====== TEXTO DE LEITURA ======
Análise e apresentação do livro MORRER E DEPOIS

Falar de uma obra sobre a qual a própria Maria José Quintela afirma que constitui” (…) um exercício de leitura que convoca o leitor a derrubar fundamentos, a reerguer alicerces e a recriar a viagem à medida da sua convicção” é, no mínimo, fazer uma incursão (ou várias) para dentro e ao mais profundo daquilo que constitui o mais íntimo do nosso ser, de assumir e de pôr a nu as fragilidades que nos assistem, mas que fazem de nós, tão somente, o que somos.

Todos sabemos que o enigma da morte constitui um dos principais (senão o principal) focos de interesse do homem desde tempos imemoriais, refletindo-se em questões como: o que acontece quando morremos? Se, efetivamente, existe, o que é e para onde vai a alma? Há realmente um espírito que sobrevive para além da morte física?

Houve povos — entre os quais os egípcios — para quem a morte era o acesso à verdadeira Vida, enquanto que a passagem pela terra constituía simplesmente uma preparação para ascender a esse outro estado, segundo eles, mais perfeito, mais intenso e mais espiritual. Por esse prisma, para eles a morte era passageira, pois que se tratava de um meio para alcançar um fim, e esse fim era unicamente o meio para atingir um princípio…

A propósito disto, diz-nos a Maria José Quintela, logo no início da obra — e talvez em jeito de prevenção -, que irá tecer algumas considerações sobre “a extraordinária viagem dos corpos”, remetendo logo a seguir para “(…) o processo que transita os corpos de uma dimensão para a outra.”

Neste ponto, é provável que alguns dos presentes tenham já começado a questionar, ou a questionar-se: então é isto em que a Maria José Quintela acredita? Que ela defende?

E eu apenas respondo, recorrendo às próprias palavras da autora, que os poetas não têm barreiras, possuindo, portanto, total liberdade para dizerem o que quiserem da forma que melhor entenderem. Por outro lado, ela também afirma que “o mais importante é que o leitor faça a gestão das palavras, dos silêncios e dos sentidos de forma a obter a sua poção pessoal.”
====== MATERIAL DO EXERCÍCIO ======
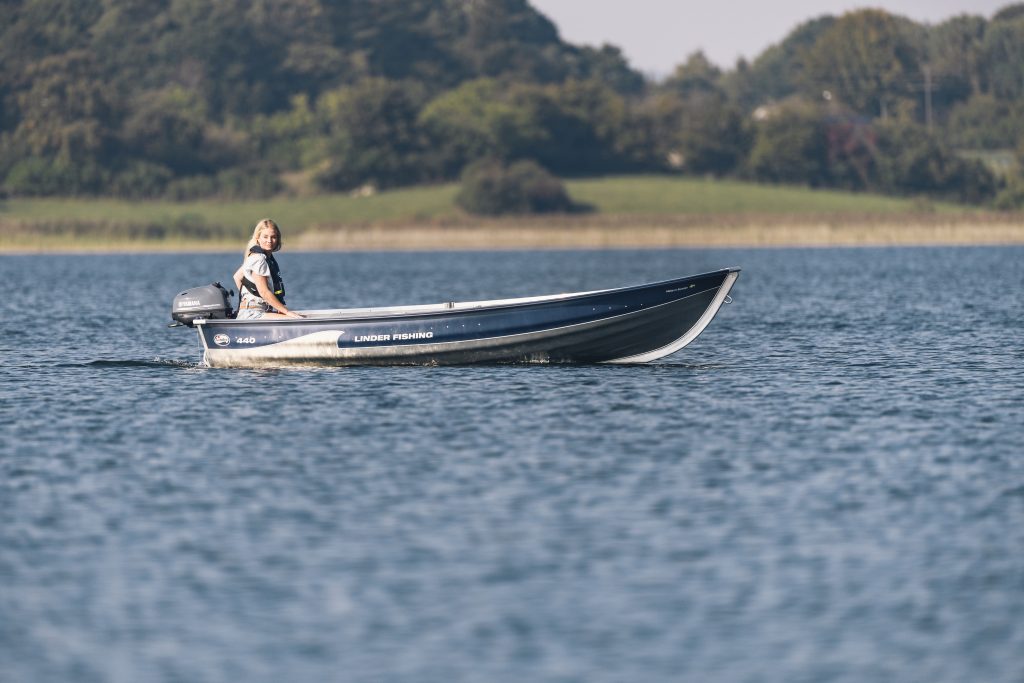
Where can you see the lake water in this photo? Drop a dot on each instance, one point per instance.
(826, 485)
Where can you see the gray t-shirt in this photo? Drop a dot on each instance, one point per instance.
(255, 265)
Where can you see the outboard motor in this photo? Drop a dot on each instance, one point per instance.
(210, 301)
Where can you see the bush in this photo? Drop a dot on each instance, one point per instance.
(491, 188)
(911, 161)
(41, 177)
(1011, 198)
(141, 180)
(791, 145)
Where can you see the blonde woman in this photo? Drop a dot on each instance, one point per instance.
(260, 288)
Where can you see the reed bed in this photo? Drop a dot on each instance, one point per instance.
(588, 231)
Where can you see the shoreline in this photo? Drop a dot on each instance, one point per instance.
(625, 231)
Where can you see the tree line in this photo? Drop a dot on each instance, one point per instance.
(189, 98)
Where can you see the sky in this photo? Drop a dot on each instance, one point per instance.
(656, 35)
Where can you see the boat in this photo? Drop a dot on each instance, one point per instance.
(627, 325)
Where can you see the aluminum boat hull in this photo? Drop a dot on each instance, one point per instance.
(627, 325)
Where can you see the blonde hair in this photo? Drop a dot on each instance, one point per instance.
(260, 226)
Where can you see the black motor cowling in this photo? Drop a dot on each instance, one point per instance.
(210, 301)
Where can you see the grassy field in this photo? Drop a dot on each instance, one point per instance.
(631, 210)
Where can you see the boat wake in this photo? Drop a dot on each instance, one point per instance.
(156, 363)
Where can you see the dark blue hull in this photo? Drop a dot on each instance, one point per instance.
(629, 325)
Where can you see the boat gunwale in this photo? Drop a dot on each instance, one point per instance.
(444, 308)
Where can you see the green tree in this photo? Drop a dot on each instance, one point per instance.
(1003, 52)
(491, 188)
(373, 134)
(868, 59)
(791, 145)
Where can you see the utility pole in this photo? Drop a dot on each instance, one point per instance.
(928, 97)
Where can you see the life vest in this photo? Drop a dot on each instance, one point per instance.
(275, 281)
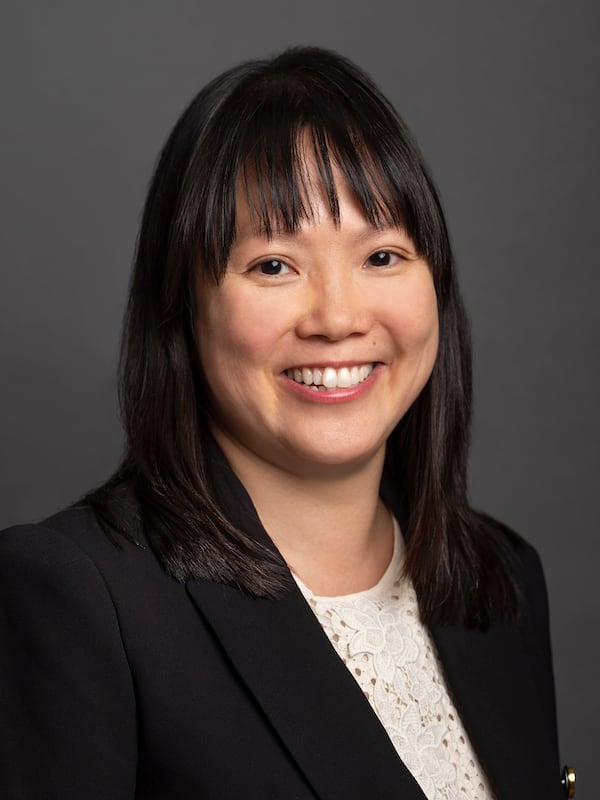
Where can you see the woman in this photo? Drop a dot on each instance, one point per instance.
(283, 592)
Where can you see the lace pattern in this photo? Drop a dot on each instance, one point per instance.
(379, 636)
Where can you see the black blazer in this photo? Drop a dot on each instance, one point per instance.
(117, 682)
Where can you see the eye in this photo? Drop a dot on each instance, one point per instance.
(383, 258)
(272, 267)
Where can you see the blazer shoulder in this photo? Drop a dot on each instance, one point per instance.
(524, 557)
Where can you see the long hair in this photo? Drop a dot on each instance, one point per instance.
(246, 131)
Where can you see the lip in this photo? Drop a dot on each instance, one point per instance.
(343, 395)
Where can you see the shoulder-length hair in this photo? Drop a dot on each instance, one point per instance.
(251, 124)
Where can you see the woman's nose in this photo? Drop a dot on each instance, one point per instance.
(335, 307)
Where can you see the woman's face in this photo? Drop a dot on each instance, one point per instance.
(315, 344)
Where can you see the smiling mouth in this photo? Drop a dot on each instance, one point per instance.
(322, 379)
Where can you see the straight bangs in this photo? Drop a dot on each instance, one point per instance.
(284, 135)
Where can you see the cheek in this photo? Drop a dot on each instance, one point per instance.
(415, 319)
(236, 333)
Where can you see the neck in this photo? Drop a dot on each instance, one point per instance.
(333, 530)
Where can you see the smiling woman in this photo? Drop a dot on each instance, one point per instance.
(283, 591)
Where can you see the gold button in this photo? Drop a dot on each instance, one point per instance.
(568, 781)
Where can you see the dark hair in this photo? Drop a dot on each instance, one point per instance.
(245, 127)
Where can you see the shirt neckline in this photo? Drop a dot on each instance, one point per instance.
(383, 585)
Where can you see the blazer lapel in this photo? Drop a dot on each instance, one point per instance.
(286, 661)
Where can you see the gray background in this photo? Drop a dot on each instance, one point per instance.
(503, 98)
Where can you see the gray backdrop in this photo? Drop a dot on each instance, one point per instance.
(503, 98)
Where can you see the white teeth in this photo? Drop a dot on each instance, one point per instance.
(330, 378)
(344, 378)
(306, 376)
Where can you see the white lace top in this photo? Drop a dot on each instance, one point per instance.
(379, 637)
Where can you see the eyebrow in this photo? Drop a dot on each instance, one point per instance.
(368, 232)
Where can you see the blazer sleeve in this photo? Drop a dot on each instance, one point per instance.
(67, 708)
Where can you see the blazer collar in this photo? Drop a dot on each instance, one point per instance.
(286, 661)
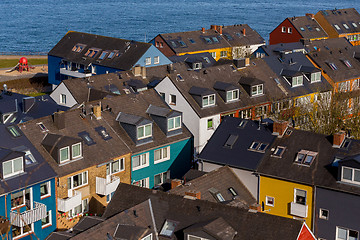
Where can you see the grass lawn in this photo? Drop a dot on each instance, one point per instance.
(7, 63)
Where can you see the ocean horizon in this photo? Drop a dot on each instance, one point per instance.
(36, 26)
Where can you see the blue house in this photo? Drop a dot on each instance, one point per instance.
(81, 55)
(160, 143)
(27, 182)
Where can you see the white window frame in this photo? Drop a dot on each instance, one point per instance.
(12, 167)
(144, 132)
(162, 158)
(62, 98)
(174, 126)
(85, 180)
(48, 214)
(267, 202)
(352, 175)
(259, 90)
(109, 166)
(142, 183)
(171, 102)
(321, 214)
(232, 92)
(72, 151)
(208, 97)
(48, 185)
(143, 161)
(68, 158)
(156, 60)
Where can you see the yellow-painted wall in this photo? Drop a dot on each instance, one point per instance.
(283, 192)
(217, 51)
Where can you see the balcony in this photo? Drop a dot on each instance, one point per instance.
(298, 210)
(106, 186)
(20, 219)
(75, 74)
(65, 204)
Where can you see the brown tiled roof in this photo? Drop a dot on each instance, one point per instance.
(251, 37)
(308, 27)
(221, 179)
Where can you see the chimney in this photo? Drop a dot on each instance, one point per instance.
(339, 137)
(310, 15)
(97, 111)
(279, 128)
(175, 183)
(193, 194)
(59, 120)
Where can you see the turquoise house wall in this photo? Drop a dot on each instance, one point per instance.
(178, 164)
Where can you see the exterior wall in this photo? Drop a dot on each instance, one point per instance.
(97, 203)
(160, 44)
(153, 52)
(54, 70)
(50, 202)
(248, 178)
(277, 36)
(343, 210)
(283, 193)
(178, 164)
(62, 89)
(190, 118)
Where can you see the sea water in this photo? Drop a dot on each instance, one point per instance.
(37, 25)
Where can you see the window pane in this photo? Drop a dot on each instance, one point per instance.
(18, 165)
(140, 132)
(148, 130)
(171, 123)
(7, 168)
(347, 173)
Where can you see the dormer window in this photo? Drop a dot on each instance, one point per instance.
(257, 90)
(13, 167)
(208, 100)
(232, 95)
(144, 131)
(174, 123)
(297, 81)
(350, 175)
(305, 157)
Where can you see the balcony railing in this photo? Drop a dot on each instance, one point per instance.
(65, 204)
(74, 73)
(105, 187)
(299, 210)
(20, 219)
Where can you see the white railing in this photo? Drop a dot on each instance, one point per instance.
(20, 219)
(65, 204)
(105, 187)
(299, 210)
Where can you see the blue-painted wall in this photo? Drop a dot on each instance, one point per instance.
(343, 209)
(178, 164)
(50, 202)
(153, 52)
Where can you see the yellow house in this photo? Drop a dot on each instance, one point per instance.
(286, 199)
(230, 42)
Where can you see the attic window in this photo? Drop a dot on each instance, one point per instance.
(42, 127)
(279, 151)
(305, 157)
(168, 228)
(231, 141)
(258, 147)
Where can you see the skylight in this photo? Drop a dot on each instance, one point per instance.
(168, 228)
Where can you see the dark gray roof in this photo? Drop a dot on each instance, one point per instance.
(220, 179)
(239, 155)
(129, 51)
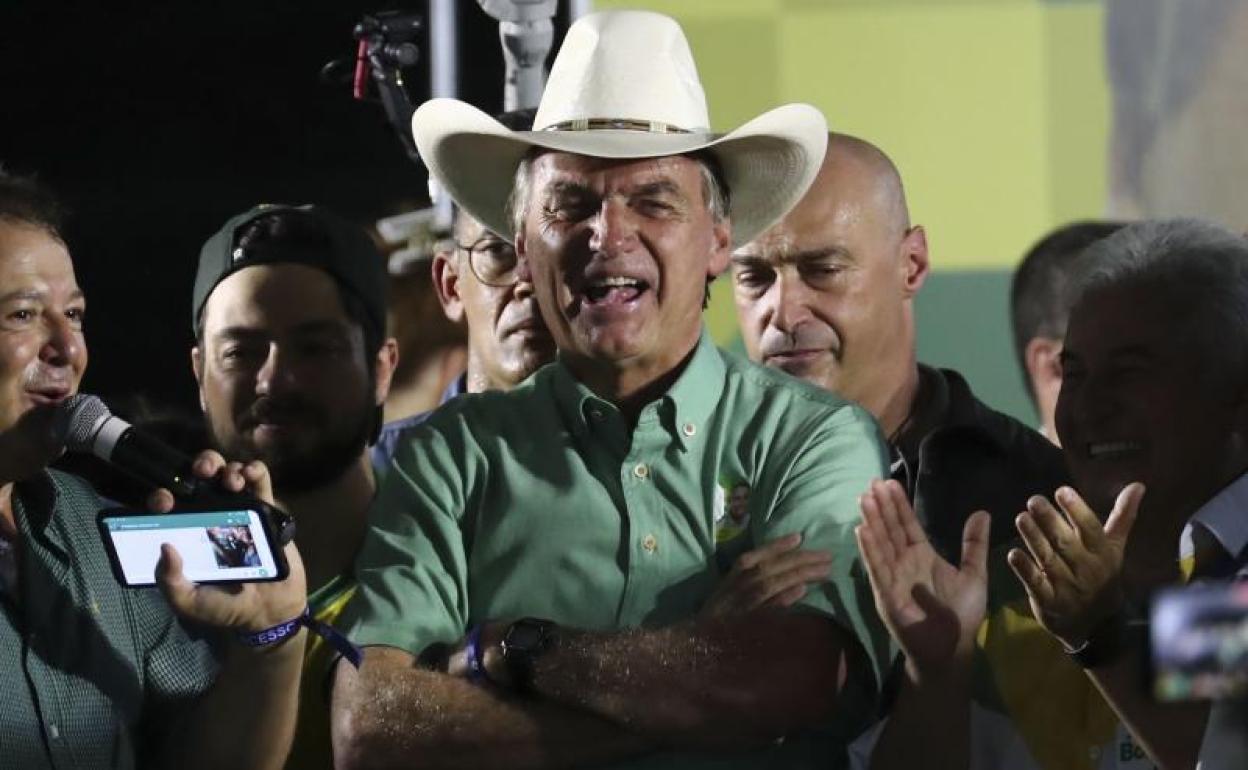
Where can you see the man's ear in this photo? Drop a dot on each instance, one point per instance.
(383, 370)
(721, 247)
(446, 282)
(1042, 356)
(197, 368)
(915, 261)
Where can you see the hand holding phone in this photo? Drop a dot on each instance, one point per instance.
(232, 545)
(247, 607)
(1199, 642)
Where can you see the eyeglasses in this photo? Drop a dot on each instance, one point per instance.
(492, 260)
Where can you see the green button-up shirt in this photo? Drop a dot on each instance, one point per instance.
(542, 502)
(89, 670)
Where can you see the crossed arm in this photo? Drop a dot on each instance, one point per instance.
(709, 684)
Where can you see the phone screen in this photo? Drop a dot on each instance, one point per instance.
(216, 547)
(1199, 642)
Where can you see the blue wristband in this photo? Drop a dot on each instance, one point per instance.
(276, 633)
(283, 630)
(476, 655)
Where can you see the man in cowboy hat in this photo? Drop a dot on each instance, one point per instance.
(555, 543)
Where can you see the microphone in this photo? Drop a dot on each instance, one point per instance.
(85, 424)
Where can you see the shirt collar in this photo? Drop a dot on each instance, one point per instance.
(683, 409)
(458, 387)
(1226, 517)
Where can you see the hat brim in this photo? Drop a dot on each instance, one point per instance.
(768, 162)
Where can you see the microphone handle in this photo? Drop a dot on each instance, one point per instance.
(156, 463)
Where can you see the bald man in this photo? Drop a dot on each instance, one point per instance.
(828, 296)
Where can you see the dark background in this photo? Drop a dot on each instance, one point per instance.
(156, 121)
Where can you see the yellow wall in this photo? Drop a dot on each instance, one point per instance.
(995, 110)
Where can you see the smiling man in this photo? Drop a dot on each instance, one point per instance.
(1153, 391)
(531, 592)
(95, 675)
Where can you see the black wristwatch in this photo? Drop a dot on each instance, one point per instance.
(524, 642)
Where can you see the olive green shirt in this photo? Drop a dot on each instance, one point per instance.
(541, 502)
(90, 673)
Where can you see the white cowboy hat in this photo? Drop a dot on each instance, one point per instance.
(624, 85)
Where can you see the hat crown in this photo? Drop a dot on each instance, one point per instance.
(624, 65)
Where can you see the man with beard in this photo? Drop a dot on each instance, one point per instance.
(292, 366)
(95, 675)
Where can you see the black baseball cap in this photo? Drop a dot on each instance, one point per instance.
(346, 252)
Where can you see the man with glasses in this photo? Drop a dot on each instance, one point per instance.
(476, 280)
======
■ **TAREFA PROPOSTA 1**
Responda com base no texto de leitura:
(a) Que povo o texto cita como exemplo daqueles para quem a morte era o acesso à verdadeira Vida?
(b) Sobre o que a autora diz, logo no início da obra, que irá tecer algumas considerações?
(c) Segundo as palavras da autora, o que os poetas não têm?
■ **TAREFA PROPOSTA 2**
Encontre todas as linhas das entradas que contêm a palavra "painted" e copie cada uma delas.
O texto de leitura e as entradas não têm nenhuma relação entre si.

■ **RESPOSTA DA TAREFA 1**
(a) Os egípcios.
(b) Sobre "a extraordinária viagem dos corpos".
(c) Barreiras.

■ **RESPOSTA DA TAREFA 2**
Where can you see the yellow-painted wall in this photo? Drop a dot on each instance, one point per instance.
Where can you see the blue-painted wall in this photo? Drop a dot on each instance, one point per instance.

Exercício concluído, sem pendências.